Provided entries:
▽
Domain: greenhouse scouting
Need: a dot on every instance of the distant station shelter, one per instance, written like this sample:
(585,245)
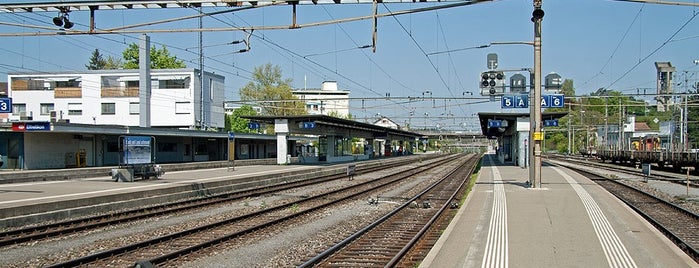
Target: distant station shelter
(332,139)
(512,133)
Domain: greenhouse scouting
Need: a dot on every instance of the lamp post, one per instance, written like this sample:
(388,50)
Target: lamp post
(535,135)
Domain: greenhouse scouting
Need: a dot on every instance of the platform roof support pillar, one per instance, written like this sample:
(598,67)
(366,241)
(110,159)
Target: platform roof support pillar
(281,127)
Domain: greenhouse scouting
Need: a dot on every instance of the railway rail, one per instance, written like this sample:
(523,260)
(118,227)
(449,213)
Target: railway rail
(403,237)
(171,247)
(67,227)
(678,224)
(659,175)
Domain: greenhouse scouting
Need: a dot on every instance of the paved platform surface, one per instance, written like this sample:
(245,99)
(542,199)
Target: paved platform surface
(569,222)
(19,194)
(39,201)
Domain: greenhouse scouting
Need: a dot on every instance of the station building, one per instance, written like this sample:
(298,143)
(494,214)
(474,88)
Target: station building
(112,97)
(512,134)
(76,119)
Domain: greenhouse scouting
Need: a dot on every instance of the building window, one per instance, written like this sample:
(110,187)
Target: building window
(183,107)
(134,107)
(108,108)
(211,89)
(19,109)
(46,108)
(170,147)
(132,84)
(174,83)
(75,109)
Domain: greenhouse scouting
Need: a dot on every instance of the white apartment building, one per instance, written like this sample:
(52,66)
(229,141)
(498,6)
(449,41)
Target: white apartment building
(111,97)
(326,100)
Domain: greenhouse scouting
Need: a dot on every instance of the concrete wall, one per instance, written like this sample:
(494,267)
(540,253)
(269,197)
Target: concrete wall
(163,101)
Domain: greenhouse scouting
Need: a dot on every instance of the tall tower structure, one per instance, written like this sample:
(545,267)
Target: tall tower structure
(664,82)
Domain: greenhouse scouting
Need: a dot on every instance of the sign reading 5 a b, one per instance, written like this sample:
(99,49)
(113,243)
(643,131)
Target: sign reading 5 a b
(5,105)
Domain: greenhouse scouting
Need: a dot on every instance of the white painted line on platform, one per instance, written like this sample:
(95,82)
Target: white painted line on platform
(614,249)
(138,187)
(30,183)
(496,254)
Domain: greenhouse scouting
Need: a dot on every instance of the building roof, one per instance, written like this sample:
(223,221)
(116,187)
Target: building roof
(329,125)
(117,71)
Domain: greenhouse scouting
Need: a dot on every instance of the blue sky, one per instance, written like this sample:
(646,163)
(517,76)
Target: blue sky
(596,43)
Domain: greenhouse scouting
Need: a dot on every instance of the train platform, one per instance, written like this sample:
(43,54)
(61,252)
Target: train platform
(569,222)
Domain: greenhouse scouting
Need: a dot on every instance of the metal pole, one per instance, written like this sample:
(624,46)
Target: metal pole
(535,111)
(569,128)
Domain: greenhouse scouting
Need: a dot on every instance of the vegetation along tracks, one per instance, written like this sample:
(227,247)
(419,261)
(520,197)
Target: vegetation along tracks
(170,247)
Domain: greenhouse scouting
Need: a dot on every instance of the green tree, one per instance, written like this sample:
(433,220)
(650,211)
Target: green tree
(567,88)
(272,92)
(112,63)
(235,123)
(693,114)
(159,58)
(97,62)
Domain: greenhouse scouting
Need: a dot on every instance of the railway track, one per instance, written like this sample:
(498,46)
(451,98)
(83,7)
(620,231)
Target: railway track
(661,176)
(403,237)
(678,224)
(68,227)
(171,247)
△
Directions: Quote the entries in full. Any image among them is to be omitted from the copy.

Exercise output:
Domain: greenhouse scouting
Need: a dot on every instance of the distant station shelter, one per instance, written like this sample:
(585,245)
Target: distant station shelter
(332,139)
(512,133)
Domain: greenhouse scouting
Need: a dot on every instance of the lamp post, one per instance, written like this sample:
(388,50)
Target: lamp post
(535,135)
Domain: greenhouse scouting
Need: a dot on every instance of the platform roof support pillar, one per instance, written like this sample:
(598,67)
(366,241)
(110,159)
Target: platform roof support pillar
(281,127)
Domain: greenhouse scouting
Need: a dot on every instance of the railway rail, one per instance, written like this sample:
(523,260)
(118,227)
(449,213)
Target: railway rail
(403,237)
(171,247)
(67,227)
(678,224)
(659,175)
Domain: greenhouse scouting
Need: a dot on every instance of the paved platform surface, one per instance, written like this sample:
(245,99)
(542,199)
Target: paved platform surface
(569,222)
(19,194)
(39,201)
Domain: greenhouse scouting
Need: a dot on every instance of the station building, one per instance, written like this sample:
(298,143)
(494,214)
(474,88)
Target: station building
(112,97)
(512,134)
(76,119)
Domain: greenhouse scouting
Need: a dot on every instance of the building window, one per instance, written like this sample:
(110,187)
Target: building window
(183,107)
(134,107)
(108,108)
(211,89)
(19,109)
(46,108)
(170,147)
(132,84)
(174,83)
(75,109)
Domain: greenhouse scouting
Need: a dot on every instance of the white apartment building, one per instance, written like this sample:
(52,66)
(229,141)
(498,6)
(449,41)
Target: white apartment building
(111,97)
(326,100)
Domain: greenhouse scouting
Need: a dot on every instance of the concrete wall, one per instance, written like this sample:
(494,267)
(540,253)
(269,197)
Target: concrete wall
(163,101)
Domain: greenhouse scouting
Need: a dot on every instance of the tall tower structure, one per instance, written like this sample:
(545,267)
Target: tall tower structure
(664,82)
Domain: greenhouse scouting
Need: a dot on every instance of the sign reading 5 a b, one per instance, written like this sample:
(99,49)
(113,243)
(643,131)
Target: sign reading 5 a b
(5,105)
Domain: greenhouse scouting
Need: a dot on every instance of the white painted line on platform, one per instance, written like this sample:
(95,82)
Target: white painted line on platform
(614,249)
(138,187)
(30,183)
(496,254)
Domain: greenhouse scouting
Need: a dot on every instance of the building roof, one per instance, written like this sample:
(223,221)
(116,187)
Target: building roof
(329,125)
(117,71)
Domain: greenhouse scouting
Need: a dot on every instance of the blue sky, one per instance, written like this sample:
(646,163)
(517,76)
Target: blue sky
(596,43)
Domain: greenhouse scouting
Need: a dot on every instance of the train platform, one per instance, written like this sample:
(43,54)
(61,252)
Target: train platform
(569,222)
Domain: greenhouse scouting
Need: a dot on every instance of the metal pole, one per instance, written like this sample:
(624,46)
Target: metal pole
(535,111)
(569,128)
Domain: greenhouse scouting
Need: a dot on every instance of the vegetation along tracks, one per instance, written like this sample:
(227,247)
(419,261)
(520,197)
Target: vegetation along tracks
(170,247)
Domain: greenhouse scouting
Need: a dot on every instance of the green tree, one per instance, written like this sample:
(433,220)
(650,211)
Target: green tree
(567,88)
(272,92)
(112,63)
(235,123)
(693,114)
(159,58)
(97,62)
Domain: greenhouse scouting
Need: a dot on every instance of the railway track, one per instance, written like this sample:
(498,46)
(451,98)
(83,7)
(620,231)
Target: railway track
(661,176)
(403,237)
(678,224)
(68,227)
(171,247)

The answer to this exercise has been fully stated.